What the task requires | Extract every line in the records below that contains the string "solar", matching case exactly.

----- Provided data -----

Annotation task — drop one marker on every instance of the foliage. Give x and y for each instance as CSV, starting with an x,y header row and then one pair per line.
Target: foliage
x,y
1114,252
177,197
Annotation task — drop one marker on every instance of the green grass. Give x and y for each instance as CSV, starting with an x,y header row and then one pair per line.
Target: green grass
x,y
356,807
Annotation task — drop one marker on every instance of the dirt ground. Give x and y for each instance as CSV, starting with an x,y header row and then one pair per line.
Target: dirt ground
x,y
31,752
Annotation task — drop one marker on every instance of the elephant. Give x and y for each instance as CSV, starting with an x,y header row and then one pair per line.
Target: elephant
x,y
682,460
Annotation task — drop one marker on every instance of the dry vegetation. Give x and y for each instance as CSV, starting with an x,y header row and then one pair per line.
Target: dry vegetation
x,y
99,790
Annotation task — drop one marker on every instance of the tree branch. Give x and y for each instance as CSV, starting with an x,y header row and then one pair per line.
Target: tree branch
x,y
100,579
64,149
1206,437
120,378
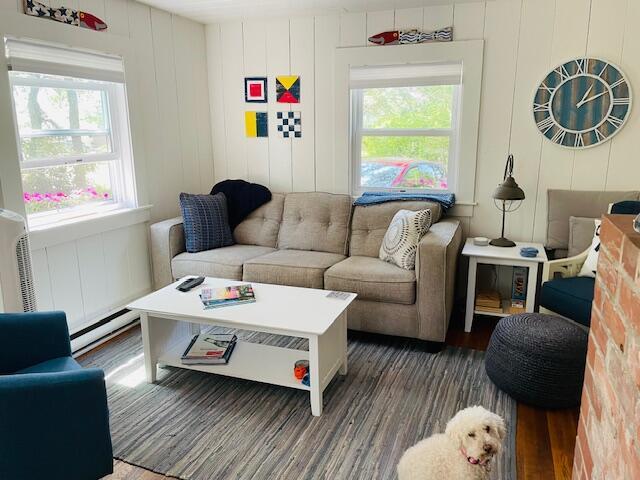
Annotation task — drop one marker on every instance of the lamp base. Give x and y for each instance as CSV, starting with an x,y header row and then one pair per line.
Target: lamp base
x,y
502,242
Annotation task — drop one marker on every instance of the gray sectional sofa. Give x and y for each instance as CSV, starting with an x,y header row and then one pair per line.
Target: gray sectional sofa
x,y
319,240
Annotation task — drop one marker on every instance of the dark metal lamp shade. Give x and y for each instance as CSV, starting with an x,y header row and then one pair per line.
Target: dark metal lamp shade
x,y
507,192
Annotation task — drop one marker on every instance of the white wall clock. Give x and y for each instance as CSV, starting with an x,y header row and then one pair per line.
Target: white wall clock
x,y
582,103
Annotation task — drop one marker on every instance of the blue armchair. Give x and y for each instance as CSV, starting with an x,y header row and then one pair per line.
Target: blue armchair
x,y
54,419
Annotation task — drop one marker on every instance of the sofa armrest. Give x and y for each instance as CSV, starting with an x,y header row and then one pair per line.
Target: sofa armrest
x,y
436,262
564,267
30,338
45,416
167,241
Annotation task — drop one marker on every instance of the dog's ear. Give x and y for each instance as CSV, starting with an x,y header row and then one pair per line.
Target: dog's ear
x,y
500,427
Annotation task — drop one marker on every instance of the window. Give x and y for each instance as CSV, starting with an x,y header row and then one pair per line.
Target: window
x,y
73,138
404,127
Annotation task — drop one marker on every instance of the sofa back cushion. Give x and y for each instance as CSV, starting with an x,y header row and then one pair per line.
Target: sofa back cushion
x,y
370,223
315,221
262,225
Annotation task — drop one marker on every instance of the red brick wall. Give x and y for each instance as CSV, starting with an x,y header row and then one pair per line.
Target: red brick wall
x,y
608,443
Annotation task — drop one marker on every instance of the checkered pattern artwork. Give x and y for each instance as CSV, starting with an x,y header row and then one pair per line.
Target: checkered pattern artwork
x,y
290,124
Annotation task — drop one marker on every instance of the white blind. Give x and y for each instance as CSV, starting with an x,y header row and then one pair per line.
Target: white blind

-----
----- Provided data -----

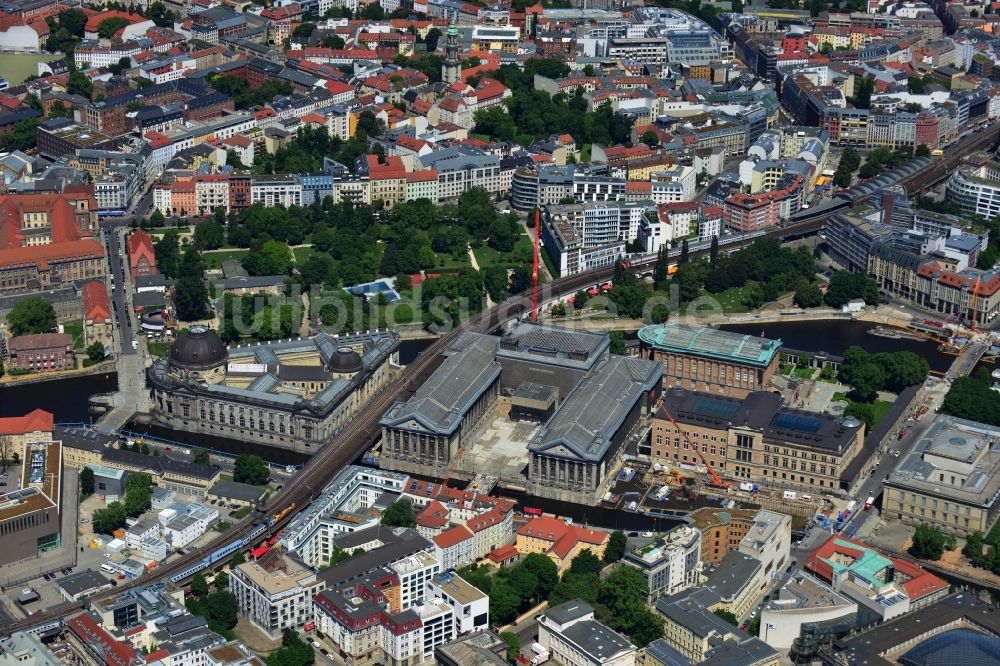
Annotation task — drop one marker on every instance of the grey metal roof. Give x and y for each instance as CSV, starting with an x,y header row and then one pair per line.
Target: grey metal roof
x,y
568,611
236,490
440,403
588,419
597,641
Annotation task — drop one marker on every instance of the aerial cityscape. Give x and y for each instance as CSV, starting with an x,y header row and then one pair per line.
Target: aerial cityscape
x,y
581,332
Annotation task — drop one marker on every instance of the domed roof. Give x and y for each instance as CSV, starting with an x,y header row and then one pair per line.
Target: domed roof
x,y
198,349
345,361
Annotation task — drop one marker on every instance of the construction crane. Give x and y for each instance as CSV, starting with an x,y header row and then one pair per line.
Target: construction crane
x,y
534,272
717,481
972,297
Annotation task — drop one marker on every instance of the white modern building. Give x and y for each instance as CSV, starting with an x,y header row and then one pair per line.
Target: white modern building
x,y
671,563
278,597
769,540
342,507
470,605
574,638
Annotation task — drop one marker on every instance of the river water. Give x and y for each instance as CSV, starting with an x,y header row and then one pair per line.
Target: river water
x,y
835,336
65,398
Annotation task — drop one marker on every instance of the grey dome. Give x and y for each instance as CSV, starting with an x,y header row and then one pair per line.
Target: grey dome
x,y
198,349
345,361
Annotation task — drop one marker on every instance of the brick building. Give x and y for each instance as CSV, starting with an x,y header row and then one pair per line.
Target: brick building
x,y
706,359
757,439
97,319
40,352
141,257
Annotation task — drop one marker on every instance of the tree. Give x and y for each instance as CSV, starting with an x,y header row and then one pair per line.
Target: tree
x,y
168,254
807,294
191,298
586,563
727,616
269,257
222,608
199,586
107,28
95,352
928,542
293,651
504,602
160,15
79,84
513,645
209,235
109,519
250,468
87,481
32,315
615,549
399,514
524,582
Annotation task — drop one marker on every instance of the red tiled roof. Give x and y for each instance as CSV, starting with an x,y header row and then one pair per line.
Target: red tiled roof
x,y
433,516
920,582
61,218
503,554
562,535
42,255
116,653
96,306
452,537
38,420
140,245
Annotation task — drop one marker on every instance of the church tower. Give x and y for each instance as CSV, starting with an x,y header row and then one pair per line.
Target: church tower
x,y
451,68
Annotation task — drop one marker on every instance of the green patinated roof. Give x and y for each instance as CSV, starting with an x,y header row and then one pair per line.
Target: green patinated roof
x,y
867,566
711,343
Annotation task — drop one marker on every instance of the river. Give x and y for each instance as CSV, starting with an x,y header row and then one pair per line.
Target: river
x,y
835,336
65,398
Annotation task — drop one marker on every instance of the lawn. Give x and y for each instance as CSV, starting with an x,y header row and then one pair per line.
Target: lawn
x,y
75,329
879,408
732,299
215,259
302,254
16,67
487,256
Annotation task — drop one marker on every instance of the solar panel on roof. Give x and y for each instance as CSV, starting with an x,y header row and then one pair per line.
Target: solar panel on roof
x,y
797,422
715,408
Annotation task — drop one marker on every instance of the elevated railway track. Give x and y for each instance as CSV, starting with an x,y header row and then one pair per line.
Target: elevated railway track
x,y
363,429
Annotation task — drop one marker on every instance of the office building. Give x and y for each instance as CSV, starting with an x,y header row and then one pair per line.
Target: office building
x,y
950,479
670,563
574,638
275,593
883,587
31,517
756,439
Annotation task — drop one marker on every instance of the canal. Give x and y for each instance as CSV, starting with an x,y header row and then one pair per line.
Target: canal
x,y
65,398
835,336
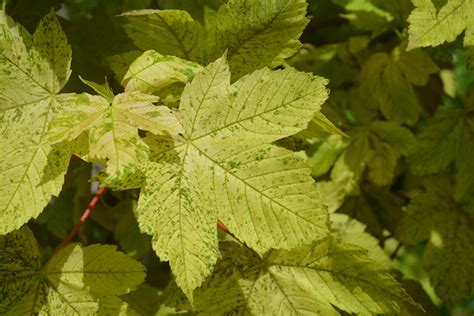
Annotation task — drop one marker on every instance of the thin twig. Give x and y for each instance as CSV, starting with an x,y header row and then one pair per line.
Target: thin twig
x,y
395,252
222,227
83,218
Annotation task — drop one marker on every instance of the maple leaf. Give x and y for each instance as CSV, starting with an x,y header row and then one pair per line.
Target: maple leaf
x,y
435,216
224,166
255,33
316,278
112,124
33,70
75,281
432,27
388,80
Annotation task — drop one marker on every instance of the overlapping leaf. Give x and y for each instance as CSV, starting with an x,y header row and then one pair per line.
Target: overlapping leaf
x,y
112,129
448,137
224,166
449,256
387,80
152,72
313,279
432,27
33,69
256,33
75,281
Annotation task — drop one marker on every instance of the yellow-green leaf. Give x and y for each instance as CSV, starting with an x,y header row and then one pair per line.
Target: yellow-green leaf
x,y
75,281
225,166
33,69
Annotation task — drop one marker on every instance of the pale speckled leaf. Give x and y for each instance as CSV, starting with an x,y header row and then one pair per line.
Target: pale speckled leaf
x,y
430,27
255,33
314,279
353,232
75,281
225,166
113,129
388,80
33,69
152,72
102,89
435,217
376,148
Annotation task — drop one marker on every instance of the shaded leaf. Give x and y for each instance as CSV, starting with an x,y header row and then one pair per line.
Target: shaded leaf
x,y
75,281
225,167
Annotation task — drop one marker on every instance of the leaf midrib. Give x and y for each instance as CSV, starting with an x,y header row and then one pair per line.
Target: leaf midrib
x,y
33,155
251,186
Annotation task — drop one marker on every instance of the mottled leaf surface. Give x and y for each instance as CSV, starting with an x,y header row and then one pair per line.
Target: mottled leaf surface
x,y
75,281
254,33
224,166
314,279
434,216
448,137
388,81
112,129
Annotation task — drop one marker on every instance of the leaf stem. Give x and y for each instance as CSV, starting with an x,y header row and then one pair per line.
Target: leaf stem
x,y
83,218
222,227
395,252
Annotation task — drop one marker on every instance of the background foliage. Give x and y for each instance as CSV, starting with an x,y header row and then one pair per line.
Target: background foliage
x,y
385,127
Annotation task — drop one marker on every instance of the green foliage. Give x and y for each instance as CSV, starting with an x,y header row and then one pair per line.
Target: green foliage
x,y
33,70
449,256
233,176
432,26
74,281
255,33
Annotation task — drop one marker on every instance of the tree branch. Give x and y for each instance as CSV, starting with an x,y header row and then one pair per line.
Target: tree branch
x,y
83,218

-----
----- Provided data -----

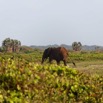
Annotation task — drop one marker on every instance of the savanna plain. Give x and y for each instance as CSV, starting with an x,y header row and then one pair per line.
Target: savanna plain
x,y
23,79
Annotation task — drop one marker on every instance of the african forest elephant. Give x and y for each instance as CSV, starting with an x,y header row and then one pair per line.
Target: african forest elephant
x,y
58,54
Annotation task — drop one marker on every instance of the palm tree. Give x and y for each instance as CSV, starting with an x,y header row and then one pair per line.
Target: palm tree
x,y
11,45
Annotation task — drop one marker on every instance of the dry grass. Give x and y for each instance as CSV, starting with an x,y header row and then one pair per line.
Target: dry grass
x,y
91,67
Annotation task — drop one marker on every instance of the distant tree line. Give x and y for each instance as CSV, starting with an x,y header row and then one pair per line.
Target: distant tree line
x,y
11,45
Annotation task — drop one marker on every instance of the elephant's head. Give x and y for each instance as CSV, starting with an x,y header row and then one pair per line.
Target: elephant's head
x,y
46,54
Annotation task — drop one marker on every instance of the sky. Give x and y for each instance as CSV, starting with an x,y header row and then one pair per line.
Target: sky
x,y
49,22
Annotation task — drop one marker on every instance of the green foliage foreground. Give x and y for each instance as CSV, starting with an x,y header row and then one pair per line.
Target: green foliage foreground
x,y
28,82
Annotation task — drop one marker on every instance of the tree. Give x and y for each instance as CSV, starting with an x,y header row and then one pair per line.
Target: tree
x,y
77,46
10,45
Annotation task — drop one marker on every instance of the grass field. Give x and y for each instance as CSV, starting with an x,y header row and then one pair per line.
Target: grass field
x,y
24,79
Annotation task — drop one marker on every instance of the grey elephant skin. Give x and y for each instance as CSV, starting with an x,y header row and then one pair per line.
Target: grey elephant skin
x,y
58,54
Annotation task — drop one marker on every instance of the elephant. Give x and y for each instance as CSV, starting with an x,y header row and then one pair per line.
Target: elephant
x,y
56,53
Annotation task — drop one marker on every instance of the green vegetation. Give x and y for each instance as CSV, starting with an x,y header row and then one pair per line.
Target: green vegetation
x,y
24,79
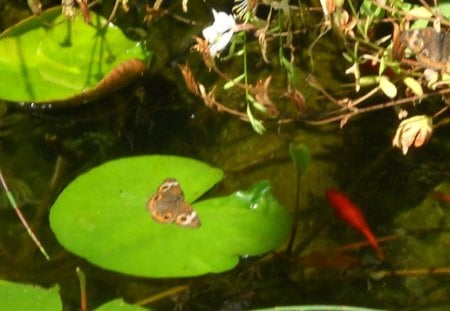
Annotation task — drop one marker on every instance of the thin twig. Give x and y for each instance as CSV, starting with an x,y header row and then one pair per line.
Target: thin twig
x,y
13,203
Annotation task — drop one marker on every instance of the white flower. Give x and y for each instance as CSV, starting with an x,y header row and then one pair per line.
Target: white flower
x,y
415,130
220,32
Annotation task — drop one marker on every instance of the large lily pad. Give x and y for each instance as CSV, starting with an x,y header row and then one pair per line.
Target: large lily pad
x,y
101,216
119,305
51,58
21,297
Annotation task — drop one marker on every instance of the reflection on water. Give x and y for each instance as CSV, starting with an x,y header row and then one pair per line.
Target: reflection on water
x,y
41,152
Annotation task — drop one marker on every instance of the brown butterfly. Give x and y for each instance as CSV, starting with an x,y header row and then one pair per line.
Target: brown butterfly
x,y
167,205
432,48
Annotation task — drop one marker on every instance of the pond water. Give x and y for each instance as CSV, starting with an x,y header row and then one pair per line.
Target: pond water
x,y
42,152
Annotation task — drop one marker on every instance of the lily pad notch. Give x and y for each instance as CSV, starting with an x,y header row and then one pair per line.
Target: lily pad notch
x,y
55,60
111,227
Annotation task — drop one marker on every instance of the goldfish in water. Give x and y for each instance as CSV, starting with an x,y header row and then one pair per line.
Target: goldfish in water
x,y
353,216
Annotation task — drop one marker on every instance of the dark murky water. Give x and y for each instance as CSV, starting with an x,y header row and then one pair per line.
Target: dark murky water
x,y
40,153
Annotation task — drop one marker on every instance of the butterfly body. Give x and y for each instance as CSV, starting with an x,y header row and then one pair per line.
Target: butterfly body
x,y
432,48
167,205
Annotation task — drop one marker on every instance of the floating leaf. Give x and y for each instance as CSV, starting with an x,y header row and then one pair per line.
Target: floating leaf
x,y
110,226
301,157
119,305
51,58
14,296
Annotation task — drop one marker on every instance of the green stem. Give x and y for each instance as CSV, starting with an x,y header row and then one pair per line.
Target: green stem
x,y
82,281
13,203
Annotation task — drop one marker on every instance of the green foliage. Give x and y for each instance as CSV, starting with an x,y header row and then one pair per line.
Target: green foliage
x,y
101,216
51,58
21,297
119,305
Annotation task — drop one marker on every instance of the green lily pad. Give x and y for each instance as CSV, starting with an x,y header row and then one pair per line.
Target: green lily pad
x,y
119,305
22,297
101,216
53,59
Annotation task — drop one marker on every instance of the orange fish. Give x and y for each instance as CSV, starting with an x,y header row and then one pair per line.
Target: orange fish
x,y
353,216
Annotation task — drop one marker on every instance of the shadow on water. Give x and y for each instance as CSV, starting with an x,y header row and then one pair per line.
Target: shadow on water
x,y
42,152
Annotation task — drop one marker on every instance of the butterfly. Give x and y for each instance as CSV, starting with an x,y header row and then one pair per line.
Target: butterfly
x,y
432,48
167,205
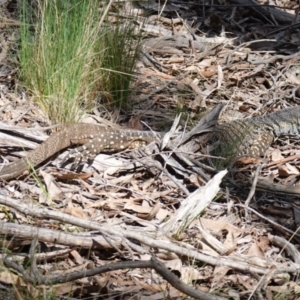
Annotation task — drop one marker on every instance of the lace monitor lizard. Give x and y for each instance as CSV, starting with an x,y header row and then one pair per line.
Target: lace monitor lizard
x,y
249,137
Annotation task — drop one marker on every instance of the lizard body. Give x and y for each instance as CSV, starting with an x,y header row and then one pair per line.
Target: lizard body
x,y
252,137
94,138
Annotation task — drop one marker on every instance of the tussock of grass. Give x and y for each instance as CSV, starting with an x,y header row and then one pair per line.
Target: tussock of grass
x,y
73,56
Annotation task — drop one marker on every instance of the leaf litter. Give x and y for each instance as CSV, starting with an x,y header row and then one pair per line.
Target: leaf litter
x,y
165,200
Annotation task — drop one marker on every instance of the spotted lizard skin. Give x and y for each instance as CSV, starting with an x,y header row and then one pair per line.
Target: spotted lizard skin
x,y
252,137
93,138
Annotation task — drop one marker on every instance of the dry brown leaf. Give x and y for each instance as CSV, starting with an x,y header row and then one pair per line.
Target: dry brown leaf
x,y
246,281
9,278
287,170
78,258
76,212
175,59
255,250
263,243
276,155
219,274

-----

The completed task |
Annotation task — drop one marker on every instance of the solar panel on roof. Give x and y for each instance as CSV, starting with an x,y header row and then one pair per line.
Target: solar panel on roof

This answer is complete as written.